Belle's family was living in New Orleans by 1854. B. F. Tisdale is listed in the 1854 city directory at "S. Customhouse."  In  1855, 1856, and 1857, he is listed as an accountant at 26 Old Levee St. and in 1859 he is with the John B. Murison firm, Commission Agents, and living at 2 Bienville Street. His oldest brother, Joseph Wade Tisdale, had been living in New Orleans since 1842 and brother Nathan O. J. Tisdale had lived there since 1850.

On 8 May 1857 a third daughter, Florence Helen, was born. Little Florrie, not yet 18 months old, died on 3 December 1858 in New Orleans and was buried in Magnolia Cemetery in Baton Rouge. We have no record of her cause of death, but there was another yellow fever epidemic that year, “exceeded only by 1853,” with 4,845 deaths in New Orleans “by mid-November.” (Louisiana State Board of Health, The Formative Years (1855-1884) Gordon E. Gillson, Professor of History, Adams State College of Colorado, 1966. Gillson was a graduate student at LSU and this was his doctoral dissertation.)

(Recorded data)
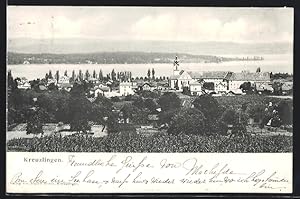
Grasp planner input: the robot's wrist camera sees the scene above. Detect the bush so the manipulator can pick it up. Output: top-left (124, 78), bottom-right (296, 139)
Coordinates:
top-left (7, 133), bottom-right (293, 153)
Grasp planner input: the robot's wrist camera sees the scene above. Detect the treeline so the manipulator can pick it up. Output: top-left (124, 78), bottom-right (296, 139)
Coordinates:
top-left (7, 52), bottom-right (243, 64)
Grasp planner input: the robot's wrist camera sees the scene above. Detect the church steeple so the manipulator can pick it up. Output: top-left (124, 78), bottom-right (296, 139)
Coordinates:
top-left (173, 55), bottom-right (179, 75)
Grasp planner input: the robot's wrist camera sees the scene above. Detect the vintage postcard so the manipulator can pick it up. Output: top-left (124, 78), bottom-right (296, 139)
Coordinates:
top-left (6, 6), bottom-right (294, 194)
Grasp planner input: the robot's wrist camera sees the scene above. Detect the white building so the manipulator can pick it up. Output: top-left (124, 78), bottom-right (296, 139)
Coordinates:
top-left (190, 82), bottom-right (203, 95)
top-left (228, 71), bottom-right (271, 90)
top-left (119, 82), bottom-right (134, 96)
top-left (58, 75), bottom-right (70, 84)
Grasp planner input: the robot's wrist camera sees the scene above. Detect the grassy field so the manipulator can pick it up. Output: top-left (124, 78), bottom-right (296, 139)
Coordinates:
top-left (7, 133), bottom-right (293, 153)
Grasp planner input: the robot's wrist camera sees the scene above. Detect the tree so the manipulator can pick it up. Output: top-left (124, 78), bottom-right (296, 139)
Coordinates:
top-left (145, 98), bottom-right (158, 112)
top-left (111, 69), bottom-right (116, 81)
top-left (256, 67), bottom-right (261, 73)
top-left (26, 107), bottom-right (46, 135)
top-left (121, 104), bottom-right (141, 123)
top-left (240, 82), bottom-right (254, 92)
top-left (248, 104), bottom-right (267, 129)
top-left (93, 70), bottom-right (97, 79)
top-left (7, 70), bottom-right (18, 92)
top-left (48, 70), bottom-right (53, 79)
top-left (70, 70), bottom-right (76, 82)
top-left (152, 68), bottom-right (155, 80)
top-left (158, 108), bottom-right (180, 124)
top-left (168, 108), bottom-right (207, 135)
top-left (218, 109), bottom-right (247, 135)
top-left (55, 70), bottom-right (59, 82)
top-left (203, 82), bottom-right (215, 90)
top-left (158, 93), bottom-right (181, 111)
top-left (193, 95), bottom-right (222, 122)
top-left (98, 69), bottom-right (103, 81)
top-left (147, 69), bottom-right (151, 80)
top-left (78, 70), bottom-right (83, 81)
top-left (272, 82), bottom-right (282, 95)
top-left (182, 86), bottom-right (191, 95)
top-left (84, 70), bottom-right (91, 80)
top-left (132, 97), bottom-right (146, 109)
top-left (68, 92), bottom-right (92, 133)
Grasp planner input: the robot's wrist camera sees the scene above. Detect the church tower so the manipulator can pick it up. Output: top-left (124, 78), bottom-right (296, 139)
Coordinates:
top-left (173, 55), bottom-right (180, 75)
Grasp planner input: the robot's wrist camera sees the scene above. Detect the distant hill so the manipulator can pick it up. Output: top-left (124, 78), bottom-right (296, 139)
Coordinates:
top-left (8, 52), bottom-right (255, 64)
top-left (7, 38), bottom-right (293, 56)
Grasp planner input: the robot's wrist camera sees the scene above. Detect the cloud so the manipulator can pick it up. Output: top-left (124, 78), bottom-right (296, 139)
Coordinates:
top-left (8, 6), bottom-right (293, 42)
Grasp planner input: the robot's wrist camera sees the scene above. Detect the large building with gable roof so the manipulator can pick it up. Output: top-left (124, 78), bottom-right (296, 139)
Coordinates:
top-left (169, 56), bottom-right (271, 94)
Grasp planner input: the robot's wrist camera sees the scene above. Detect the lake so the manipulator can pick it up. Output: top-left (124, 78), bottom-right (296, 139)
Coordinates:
top-left (7, 54), bottom-right (293, 80)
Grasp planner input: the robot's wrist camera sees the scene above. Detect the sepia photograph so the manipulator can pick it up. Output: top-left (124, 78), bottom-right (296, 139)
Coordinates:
top-left (6, 6), bottom-right (294, 155)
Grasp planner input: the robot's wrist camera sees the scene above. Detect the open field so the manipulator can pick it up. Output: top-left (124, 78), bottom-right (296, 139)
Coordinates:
top-left (7, 133), bottom-right (293, 153)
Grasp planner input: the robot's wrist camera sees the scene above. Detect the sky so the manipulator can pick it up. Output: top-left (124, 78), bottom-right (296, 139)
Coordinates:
top-left (7, 6), bottom-right (294, 43)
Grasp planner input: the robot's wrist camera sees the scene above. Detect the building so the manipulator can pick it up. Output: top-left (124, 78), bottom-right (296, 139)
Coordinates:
top-left (139, 82), bottom-right (155, 91)
top-left (190, 82), bottom-right (203, 95)
top-left (58, 75), bottom-right (70, 84)
top-left (228, 71), bottom-right (271, 90)
top-left (17, 77), bottom-right (31, 90)
top-left (119, 82), bottom-right (134, 96)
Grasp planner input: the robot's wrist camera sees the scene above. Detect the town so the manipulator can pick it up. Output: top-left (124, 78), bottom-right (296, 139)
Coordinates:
top-left (7, 56), bottom-right (293, 152)
top-left (10, 56), bottom-right (293, 98)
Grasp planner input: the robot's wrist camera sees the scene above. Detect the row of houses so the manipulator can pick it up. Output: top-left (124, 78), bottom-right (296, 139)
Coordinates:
top-left (169, 57), bottom-right (273, 95)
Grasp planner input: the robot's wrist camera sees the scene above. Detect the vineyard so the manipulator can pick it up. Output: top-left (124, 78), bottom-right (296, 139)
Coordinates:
top-left (7, 133), bottom-right (293, 153)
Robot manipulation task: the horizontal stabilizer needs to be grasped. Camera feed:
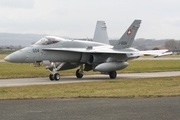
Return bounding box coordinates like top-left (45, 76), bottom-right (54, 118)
top-left (114, 20), bottom-right (141, 49)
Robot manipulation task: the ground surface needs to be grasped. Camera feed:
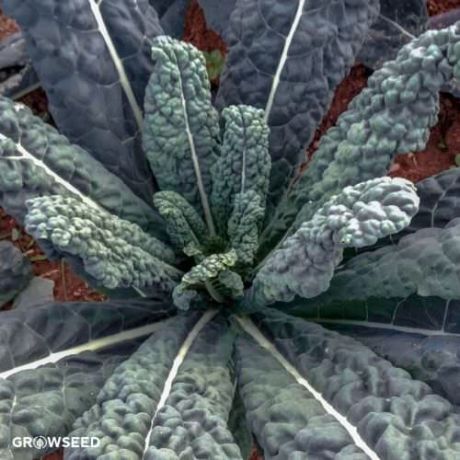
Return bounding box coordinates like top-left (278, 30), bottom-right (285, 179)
top-left (0, 0), bottom-right (460, 460)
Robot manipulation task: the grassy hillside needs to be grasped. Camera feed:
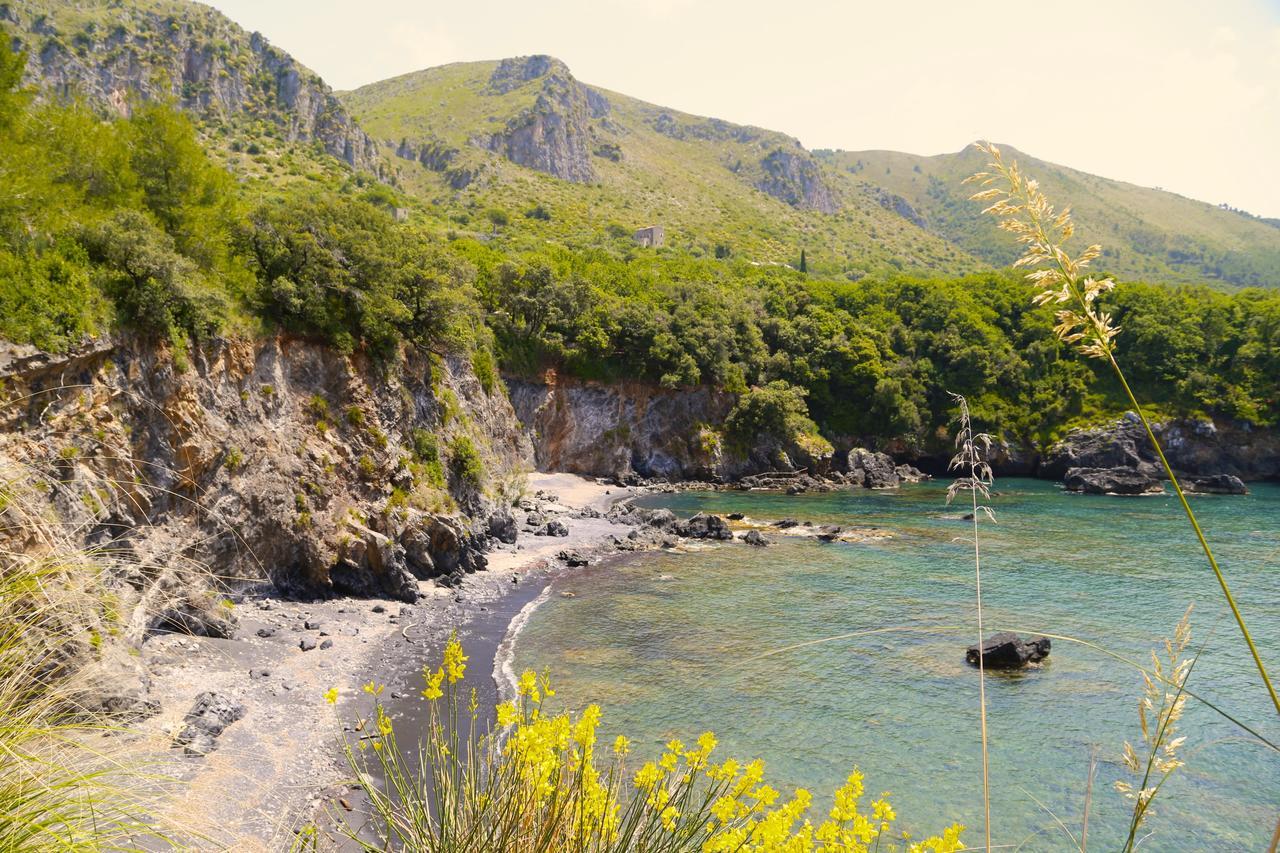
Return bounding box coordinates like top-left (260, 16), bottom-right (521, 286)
top-left (0, 0), bottom-right (380, 182)
top-left (339, 60), bottom-right (984, 279)
top-left (339, 56), bottom-right (1280, 287)
top-left (818, 147), bottom-right (1280, 287)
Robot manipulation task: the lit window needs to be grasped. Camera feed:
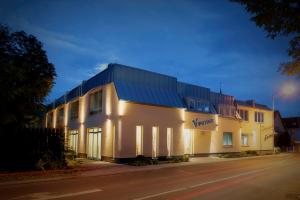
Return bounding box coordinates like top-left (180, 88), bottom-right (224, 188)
top-left (136, 126), bottom-right (143, 156)
top-left (254, 112), bottom-right (264, 123)
top-left (223, 132), bottom-right (232, 146)
top-left (90, 90), bottom-right (102, 114)
top-left (242, 134), bottom-right (248, 146)
top-left (56, 108), bottom-right (64, 127)
top-left (70, 101), bottom-right (79, 119)
top-left (238, 110), bottom-right (249, 121)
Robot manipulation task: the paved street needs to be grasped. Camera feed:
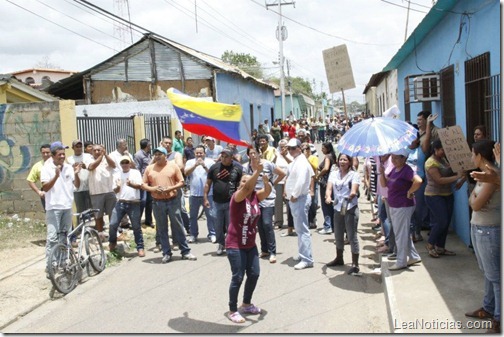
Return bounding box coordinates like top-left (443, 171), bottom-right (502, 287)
top-left (2, 167), bottom-right (389, 333)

* **To do**
Pick up the Tisdale family history after its last sentence and continue it. The listing has no connection to the Tisdale family history.

* **Answer**
Belle's mother and grandmother may have taken her to A. D. Lytle's photography studio in Baton Rouge to have this carte de visite made. She appears to be about 3 or 4 years old and is wearing a crinoline or hoop skirt, typical of the 1850s. The photo must have been made about 1859 soon after A. D. Lytle opened his studio. There is no photographer's imprint on the back which tells us it was an early use of this new system for making images.

Previous Daguerreotypes, Ambrotypes, and Tintypes were one of a kind images. In all three processes the image was formed directly on a coated plate by exposure in the camera. The carte de visite camera had four lenses and the interior was divided into four compartments. By using a sliding plate holder and exposing first one half and then the other, eight small portraits could be taken on an 8” x 10” glass plate. By uncapping each lens separately, eight separate poses could be taken on one plate. The resulting contact print was cut into eight 2 1/4” x 3 1/2” portraits which were pasted onto 2 1/2” x 4” cards, the common visiting card size. This made photography much cheaper. (A Concise History of Photography, Helmut Gernsheim, Third Revised Edition, Dover Publications, Mineola, N.Y., 1986.)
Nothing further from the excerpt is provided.